— BEGIN —

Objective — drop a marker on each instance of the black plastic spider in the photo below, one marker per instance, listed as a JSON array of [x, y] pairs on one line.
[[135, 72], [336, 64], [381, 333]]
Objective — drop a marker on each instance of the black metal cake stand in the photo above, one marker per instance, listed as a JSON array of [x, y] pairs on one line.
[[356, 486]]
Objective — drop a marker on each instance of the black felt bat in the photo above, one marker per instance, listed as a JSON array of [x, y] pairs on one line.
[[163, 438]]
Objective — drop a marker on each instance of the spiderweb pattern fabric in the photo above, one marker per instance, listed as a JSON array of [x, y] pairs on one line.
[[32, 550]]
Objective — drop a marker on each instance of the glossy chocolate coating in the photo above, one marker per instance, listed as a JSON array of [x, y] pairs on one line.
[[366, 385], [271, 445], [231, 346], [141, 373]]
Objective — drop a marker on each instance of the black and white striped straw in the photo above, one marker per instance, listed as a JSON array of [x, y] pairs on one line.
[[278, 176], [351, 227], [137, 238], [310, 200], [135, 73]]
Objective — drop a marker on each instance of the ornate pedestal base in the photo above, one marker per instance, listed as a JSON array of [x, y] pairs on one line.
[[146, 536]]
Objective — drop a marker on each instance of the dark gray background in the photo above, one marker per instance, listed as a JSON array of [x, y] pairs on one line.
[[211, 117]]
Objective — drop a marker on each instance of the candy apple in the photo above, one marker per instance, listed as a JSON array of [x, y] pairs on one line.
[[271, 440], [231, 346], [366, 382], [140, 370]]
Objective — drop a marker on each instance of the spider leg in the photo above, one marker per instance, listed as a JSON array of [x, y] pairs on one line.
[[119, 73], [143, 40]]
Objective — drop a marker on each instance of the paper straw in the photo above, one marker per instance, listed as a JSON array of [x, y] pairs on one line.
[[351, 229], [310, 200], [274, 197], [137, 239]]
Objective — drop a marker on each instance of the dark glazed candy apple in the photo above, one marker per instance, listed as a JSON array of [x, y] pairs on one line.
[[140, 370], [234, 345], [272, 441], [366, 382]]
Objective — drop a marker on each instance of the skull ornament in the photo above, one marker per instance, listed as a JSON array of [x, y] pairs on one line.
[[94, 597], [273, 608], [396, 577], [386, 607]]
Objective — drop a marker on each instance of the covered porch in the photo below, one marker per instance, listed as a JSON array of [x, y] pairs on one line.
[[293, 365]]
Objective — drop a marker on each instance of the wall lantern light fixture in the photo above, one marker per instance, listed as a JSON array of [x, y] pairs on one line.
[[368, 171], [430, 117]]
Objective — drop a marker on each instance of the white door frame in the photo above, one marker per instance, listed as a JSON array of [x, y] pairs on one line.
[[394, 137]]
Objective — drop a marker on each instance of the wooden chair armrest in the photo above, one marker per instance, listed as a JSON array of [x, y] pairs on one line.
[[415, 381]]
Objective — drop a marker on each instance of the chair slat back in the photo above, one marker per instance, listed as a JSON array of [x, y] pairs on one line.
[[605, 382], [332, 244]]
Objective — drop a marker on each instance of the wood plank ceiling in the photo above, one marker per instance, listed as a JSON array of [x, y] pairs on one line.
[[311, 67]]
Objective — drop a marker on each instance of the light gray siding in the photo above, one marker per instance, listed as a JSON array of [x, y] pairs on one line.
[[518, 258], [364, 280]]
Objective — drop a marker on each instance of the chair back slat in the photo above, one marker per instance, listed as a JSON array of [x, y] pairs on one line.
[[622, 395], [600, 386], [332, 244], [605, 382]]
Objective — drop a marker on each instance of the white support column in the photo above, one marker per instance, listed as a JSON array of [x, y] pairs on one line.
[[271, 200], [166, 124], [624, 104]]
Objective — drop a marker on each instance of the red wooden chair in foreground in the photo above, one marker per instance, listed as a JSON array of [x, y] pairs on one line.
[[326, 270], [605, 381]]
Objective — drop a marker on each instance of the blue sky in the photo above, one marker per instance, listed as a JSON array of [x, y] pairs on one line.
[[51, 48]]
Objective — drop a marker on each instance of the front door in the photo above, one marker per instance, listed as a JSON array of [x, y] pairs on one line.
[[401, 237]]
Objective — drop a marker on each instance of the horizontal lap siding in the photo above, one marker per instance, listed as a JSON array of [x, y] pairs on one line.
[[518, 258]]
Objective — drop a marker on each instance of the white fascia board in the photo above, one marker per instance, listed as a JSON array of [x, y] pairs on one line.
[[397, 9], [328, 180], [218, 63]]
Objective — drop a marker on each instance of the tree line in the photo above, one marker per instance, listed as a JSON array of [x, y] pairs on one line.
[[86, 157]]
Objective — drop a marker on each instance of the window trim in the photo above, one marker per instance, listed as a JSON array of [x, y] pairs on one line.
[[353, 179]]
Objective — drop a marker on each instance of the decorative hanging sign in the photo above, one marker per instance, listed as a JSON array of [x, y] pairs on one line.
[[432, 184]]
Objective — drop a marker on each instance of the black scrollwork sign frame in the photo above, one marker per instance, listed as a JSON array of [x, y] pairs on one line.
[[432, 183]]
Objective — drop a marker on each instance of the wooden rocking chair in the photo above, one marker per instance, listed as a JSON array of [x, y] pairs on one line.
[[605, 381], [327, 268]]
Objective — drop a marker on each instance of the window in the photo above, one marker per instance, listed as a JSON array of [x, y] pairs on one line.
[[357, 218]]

— END —

**PROBLEM TO WORK ON:** Rewrite the entries starting at the line that contains "the dark gray" and ending at the line that contains "[[271, 440], [231, 346], [366, 382], [140, 370]]", with "candy apple" replaced by "caramel apple" and everything else left unchanged.

**SOLUTION FOR THIS EXERCISE:**
Objective — drop a marker on each instance of the dark gray background in the photo above, one marker per instance, listed as a JSON array of [x, y] pairs on one line.
[[211, 117]]
Objective — drop a marker on each instance of the caramel apple in the photo above, one marker per instance, listed as a JSON array of [x, y] pairs on one line.
[[271, 440], [231, 346], [366, 382], [140, 370]]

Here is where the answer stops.